_Task brief_
Every line of the data below should be printed exactly. Nothing may be dropped.

*** Opening of Records for the task ***

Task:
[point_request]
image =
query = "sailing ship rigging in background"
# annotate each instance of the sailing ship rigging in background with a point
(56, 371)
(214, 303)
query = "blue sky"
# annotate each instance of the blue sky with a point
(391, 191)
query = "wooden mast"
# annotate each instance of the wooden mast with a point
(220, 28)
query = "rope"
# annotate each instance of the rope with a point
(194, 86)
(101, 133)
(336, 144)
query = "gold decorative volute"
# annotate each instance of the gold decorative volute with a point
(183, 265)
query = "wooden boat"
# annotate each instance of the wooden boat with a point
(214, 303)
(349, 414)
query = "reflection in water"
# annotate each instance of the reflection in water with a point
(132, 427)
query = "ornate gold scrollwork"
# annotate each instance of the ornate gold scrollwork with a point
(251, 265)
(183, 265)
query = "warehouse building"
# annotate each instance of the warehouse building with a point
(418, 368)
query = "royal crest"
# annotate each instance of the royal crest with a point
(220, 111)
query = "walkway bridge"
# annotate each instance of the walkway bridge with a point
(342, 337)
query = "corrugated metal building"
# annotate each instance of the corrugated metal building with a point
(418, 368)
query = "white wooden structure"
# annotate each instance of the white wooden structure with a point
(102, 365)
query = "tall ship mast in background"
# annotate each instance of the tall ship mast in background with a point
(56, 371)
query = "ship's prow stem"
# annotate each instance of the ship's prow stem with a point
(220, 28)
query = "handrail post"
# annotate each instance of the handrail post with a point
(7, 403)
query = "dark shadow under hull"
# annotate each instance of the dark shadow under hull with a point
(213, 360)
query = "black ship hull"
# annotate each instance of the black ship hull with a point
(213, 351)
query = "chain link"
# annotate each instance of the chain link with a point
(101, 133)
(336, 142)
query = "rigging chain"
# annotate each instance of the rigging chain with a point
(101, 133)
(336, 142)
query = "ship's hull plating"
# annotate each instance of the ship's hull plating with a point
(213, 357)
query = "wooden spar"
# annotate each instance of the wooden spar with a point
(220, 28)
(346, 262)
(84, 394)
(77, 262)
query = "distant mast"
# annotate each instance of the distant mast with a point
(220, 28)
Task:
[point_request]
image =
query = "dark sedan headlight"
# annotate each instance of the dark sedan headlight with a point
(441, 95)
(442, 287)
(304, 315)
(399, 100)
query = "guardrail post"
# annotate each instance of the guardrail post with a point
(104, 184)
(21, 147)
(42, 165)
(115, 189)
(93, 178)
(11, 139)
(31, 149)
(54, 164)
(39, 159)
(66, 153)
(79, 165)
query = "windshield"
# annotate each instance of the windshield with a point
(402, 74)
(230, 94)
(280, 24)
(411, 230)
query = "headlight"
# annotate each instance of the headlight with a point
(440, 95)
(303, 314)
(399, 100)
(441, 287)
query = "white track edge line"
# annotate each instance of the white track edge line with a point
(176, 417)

*** Close of Records for the task ***

_Answer section_
Task:
[point_request]
image =
query = "sailing ship rigging in background"
# annotate each instance of the sailing ship rigging in background with a point
(56, 371)
(214, 303)
query = "blue sky"
# annotate each instance of the blue sky with a point
(391, 191)
query = "wooden mast"
# annotate each instance of the wooden mast with a point
(220, 28)
query = "rope"
# annotate each instance of the rope with a point
(194, 86)
(101, 133)
(336, 144)
query = "gold decorative volute"
# annotate each instance of the gold decorative volute with a point
(183, 265)
query = "wooden boat"
# annotate each instance of the wooden boat with a point
(214, 303)
(349, 414)
query = "reflection in water"
# annotate each instance of the reflection in water with a point
(132, 427)
query = "ornate gold scrollwork"
# annotate each instance of the ornate gold scrollwork with a point
(251, 265)
(183, 265)
query = "warehouse building"
# annotate each instance of the warehouse building with a point
(418, 368)
query = "royal crest"
# annotate each instance of the royal crest with a point
(220, 111)
query = "walkway bridge"
# annotate each instance of the walkway bridge with a point
(342, 337)
query = "corrugated metal building"
# annotate each instance of the corrugated metal building with a point
(418, 368)
query = "white wooden structure"
# annotate each instance of the white wooden structure with a point
(102, 365)
query = "tall ship mast in background"
# annotate each instance of the tall ship mast in background with a point
(56, 371)
query = "ship's prow stem"
# annotate each instance of the ship's prow stem with a point
(220, 28)
query = "handrail post"
# annotate each instance of the handrail post with a point
(7, 403)
query = "dark shadow under hull"
# annotate each instance of the dark shadow under hull with a point
(213, 360)
query = "black ship hull"
# annotate each instance of the black ship hull with a point
(213, 351)
query = "chain link"
# annotate each instance of the chain link with a point
(101, 133)
(336, 142)
query = "rigging chain"
# annotate each instance of the rigging chain with a point
(101, 133)
(336, 142)
query = "ship's hull plating"
# annotate each instance of the ship's hull plating with a point
(213, 357)
query = "wooden spar"
# annotate each instance of the wooden spar with a point
(220, 28)
(346, 262)
(84, 394)
(77, 262)
query = "distant mast"
# annotate each instance of the distant mast with a point
(220, 28)
Task:
[point_request]
image =
query = "dark sedan headlight"
# annotate each instance of the dark sedan headlight with a point
(441, 95)
(442, 287)
(304, 315)
(399, 100)
query = "guardrail post"
# annotate each instance of the guardrail post with a point
(104, 184)
(21, 147)
(42, 165)
(115, 189)
(93, 178)
(11, 139)
(31, 149)
(54, 164)
(39, 159)
(66, 153)
(79, 165)
query = "windshield"
# annotate each instance of the windshield with a point
(402, 74)
(230, 94)
(280, 24)
(411, 230)
query = "headlight"
# annotate each instance of the headlight with a point
(440, 95)
(303, 314)
(399, 100)
(441, 287)
query = "white track edge line"
# annotate each instance of the white track edge line with a point
(176, 417)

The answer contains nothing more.